■ Action item
Set the data down again so that every line matches exactly.

[Source records — start]

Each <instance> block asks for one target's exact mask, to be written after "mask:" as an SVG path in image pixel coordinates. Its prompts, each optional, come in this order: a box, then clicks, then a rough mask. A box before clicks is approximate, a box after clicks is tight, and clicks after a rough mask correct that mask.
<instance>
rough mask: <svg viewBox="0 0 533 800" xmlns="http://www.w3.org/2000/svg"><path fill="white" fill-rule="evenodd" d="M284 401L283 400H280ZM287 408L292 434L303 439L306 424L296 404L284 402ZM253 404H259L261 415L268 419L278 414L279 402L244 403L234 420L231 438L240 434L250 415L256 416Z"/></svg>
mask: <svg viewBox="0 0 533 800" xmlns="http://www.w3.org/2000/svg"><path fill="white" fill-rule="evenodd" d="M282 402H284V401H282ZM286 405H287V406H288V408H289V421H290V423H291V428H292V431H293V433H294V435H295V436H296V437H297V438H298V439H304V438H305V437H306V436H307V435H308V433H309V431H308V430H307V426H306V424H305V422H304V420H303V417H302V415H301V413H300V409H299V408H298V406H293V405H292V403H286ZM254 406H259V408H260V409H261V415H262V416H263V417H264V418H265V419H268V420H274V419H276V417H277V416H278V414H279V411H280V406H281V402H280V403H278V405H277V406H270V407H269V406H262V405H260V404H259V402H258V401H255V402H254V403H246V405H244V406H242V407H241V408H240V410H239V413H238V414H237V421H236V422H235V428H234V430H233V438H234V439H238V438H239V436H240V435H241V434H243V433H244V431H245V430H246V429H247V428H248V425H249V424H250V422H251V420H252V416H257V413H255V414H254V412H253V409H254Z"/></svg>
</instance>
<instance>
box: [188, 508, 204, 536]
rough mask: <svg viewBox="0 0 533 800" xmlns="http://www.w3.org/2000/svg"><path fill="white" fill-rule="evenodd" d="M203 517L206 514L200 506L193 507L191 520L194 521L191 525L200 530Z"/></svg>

[Source records — finish]

■ Response
Each <instance> block asks for one target's exact mask, to be written after "mask:" as an SVG path in image pixel coordinates. Its prompts, each optional, come in this order: a box, then clicks, then a rough mask. A box before clicks is approximate, a box after clicks is tight, and clicks after a rough mask correct that mask.
<instance>
rough mask: <svg viewBox="0 0 533 800" xmlns="http://www.w3.org/2000/svg"><path fill="white" fill-rule="evenodd" d="M284 401L283 400H280ZM287 408L292 434L303 439L306 424L296 404L284 402ZM253 404H259L261 415L268 419L278 414L279 402L244 403L234 420L231 438L240 434L250 415L256 416Z"/></svg>
mask: <svg viewBox="0 0 533 800" xmlns="http://www.w3.org/2000/svg"><path fill="white" fill-rule="evenodd" d="M282 402H284V401H282ZM286 405H287V406H288V408H289V421H290V423H291V428H292V431H293V433H294V435H295V436H296V437H297V438H298V439H304V438H305V437H306V436H307V435H308V433H309V431H308V430H307V426H306V424H305V422H304V420H303V417H302V415H301V413H300V409H299V408H298V406H293V405H292V403H286ZM254 406H259V408H260V409H261V415H262V416H263V417H264V418H265V419H268V420H274V419H276V417H277V416H278V414H279V411H280V406H281V402H280V403H278V405H277V406H270V407H269V406H262V405H260V404H259V402H258V401H255V402H254V403H246V405H244V406H242V407H241V408H240V410H239V413H238V414H237V421H236V422H235V428H234V430H233V438H234V439H238V438H239V436H240V435H241V434H243V433H244V431H245V430H246V429H247V428H248V425H249V424H250V422H251V420H252V416H257V413H255V414H254V412H253V409H254Z"/></svg>
</instance>
<instance>
box: [188, 508, 204, 536]
rough mask: <svg viewBox="0 0 533 800" xmlns="http://www.w3.org/2000/svg"><path fill="white" fill-rule="evenodd" d="M203 517L206 514L200 506L193 507L191 520L194 521L191 525L200 530Z"/></svg>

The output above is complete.